# Colubrids > Pituophis >  AreMale Bull snakes typically  Larger than females?

## beaglegod

Im supposed to be getting my first taste of Pitouphis this week! A nice red baby bull snake. I asked the breeder if females are typically larger and he said yes. Im use to blood pythons and ball pythons where this is the case. However I read a fact/care sheet for bulls that said males are usually larger.

Can anyone clarify for me? There's not a ton of info on these guys like the more popular boas/pythons.

Thanks Guys.

----------


## redstormlax12

I think the breeder is correct, though im not huge into colubrids my any means. That being said I do believe females to tend to be slightly larger than males.

----------


## nor_cal1980

The owners of the reptile shop where i buy my supplies breed bull snakes. One day we were having a conversation about the species of snakes that males average larger then females. They said corn and bull snakes are a couple of the few.

----------

SoFarAway (05-29-2011)

Provided records:
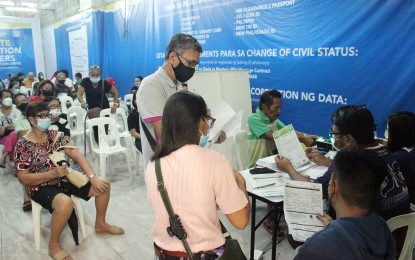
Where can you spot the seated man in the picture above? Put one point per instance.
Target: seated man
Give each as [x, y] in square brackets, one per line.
[263, 123]
[353, 127]
[358, 232]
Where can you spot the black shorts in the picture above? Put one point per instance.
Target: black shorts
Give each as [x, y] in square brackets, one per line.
[45, 195]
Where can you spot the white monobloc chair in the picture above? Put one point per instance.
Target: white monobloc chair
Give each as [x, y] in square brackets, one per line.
[402, 221]
[242, 152]
[64, 99]
[128, 99]
[37, 219]
[76, 119]
[120, 118]
[109, 144]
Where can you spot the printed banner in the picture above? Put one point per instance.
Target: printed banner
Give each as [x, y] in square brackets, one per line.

Problems to solve:
- A) List the usernames of everyone who wrote a post in the bull snake thread.
- B) In the bull snake thread, why did the first poster find it unsurprising when the breeder said females are usually larger?
- C) Proceed with the bull snake thread from where it stops.
The listing is separate material, unrelated to the bull snake thread.

Answers given:
- A) beaglegod, redstormlax12, nor_cal1980

- B) The poster was used to blood pythons and ball pythons, where females are typically larger.

- C)
----------


## MMReptiles

Males are typically larger in pits. I currently have a 7' female, I'd love to see a male bigger though  :Wink:

----------


## goopyguy

http://www.bioone.org/doi/abs/10.1670/07-030.1
I know this thread is a little on the old side but I was curious whether males or females were typically larger. The guy I bought my pair of bulls from told me that females get way bigger but I have read so much conflicting information about this on the internet that it's driving me crazy. Seems like every other care sheet/info I find says something different in regards to size in male vs female pituophis. The website i pasted above seems to actually be pretty scientific and concrete about male vs female bull snake size. Seems like males and females get roughly the same size. I think many breeders may in fact have larger females simply due to the fact that they feed females a lot more so they have more baby's. I don't know this for a fact, I'm just guessing.

----------


## mainbutter

They aren't as extremely sexually dimorphic as some species, and feeding/breeding certainly plays into it.

Field studies seem to show that in pits, males are larger, but anecdotal captive cases as you have seen differ on occasion.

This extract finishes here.